--- Passage shown ---

If you’re in the market to buy a new home or condo, you’ve undoubtedly thought (or stressed) about the required down payment.
It’s one of the biggest roadblocks to homeownership, and an obstacle that never seems to get any better over time.
In fact, Zillow recently noted that it takes the average American over seven years to save up a 20% down payment. So much for instant gratification…
But how much should you put down when buying a home? Better yet, how much do you need to put down? Well, let’s talk about that.
How Mortgage Down Payments Used to Work
- It used to be common to put down 20% or more when buying real estate
- As home prices got expensive, lenders began offering zero down financing
- The mortgage crisis hit and low down payments were partially to blame
- But now we’re back to allowing a relatively low 3% to 3.5% down
This was the traditional number banks deemed acceptable in terms of risk.
So prospective homeowners took their time, saved up money in the bank, and when the time was right, made a bid on a property.

--- Excerpted data ---

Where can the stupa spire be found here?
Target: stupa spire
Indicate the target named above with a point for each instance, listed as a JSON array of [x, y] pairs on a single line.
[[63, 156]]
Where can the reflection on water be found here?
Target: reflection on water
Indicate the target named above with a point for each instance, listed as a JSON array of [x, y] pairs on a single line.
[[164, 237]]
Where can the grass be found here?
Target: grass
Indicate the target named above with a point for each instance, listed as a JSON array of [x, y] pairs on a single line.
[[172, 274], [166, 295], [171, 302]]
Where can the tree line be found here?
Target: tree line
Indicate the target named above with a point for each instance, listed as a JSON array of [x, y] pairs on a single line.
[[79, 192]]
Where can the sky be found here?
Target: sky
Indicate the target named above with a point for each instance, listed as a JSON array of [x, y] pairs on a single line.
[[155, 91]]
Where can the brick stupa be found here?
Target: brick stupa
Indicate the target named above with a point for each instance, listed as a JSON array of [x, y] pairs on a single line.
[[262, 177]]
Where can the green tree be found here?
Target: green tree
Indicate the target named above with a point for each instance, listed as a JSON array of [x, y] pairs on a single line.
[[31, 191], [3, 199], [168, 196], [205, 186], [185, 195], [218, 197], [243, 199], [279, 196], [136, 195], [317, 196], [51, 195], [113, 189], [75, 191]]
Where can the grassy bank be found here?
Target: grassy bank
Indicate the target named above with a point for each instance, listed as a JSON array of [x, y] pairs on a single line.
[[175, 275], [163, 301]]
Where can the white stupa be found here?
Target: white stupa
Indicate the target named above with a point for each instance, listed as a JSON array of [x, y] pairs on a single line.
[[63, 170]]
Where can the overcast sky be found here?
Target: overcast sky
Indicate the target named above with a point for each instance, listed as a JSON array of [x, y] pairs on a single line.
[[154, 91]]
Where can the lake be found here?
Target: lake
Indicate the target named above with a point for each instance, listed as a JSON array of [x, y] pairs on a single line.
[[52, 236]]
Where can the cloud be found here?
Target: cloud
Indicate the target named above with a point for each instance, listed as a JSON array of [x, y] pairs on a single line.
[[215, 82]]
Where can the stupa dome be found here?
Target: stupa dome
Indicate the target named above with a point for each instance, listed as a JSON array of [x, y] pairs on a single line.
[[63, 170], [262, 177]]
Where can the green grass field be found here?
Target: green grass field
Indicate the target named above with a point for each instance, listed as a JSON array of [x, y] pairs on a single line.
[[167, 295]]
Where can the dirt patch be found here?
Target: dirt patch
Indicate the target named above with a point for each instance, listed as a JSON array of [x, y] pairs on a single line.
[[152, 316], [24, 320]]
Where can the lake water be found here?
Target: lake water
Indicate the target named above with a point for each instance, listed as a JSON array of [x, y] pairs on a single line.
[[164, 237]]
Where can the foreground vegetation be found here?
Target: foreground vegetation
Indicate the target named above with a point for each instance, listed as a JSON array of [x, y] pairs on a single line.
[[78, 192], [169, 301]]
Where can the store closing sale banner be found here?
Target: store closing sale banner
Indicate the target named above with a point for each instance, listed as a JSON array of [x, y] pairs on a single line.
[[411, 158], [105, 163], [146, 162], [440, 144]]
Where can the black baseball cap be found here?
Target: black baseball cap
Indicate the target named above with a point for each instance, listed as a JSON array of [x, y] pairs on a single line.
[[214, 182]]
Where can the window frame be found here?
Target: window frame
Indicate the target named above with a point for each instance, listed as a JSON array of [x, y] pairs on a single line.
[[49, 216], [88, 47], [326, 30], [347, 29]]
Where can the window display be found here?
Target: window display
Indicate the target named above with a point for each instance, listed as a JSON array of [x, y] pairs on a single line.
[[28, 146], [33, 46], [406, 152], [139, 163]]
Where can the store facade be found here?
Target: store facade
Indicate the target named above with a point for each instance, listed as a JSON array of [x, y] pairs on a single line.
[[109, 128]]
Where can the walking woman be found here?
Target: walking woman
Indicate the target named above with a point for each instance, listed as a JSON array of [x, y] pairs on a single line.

---

Stated problem A >>
From the down payment article, quote everything from "How Mortgage Down" down to "terms of risk.".
Stated problem B >>
Using the down payment article, mark each statement yes or no, and quote the words that decide it: (i) Zillow found that the average American needs more than seven years to save a 20% down payment. (ii) Lenders never offered zero down financing. (iii) Low down payments were the only cause of the mortgage crisis.

Written reply A >>
How Mortgage Down Payments Used to Work
- It used to be common to put down 20% or more when buying real estate
- As home prices got expensive, lenders began offering zero down financing
- The mortgage crisis hit and low down payments were partially to blame
- But now we’re back to allowing a relatively low 3% to 3.5% down
This was the traditional number banks deemed acceptable in terms of risk.

Written reply B >>
(i) Yes: "it takes the average American over seven years to save up a 20% down payment"
(ii) No: "lenders began offering zero down financing"
(iii) No: "low down payments were partially to blame"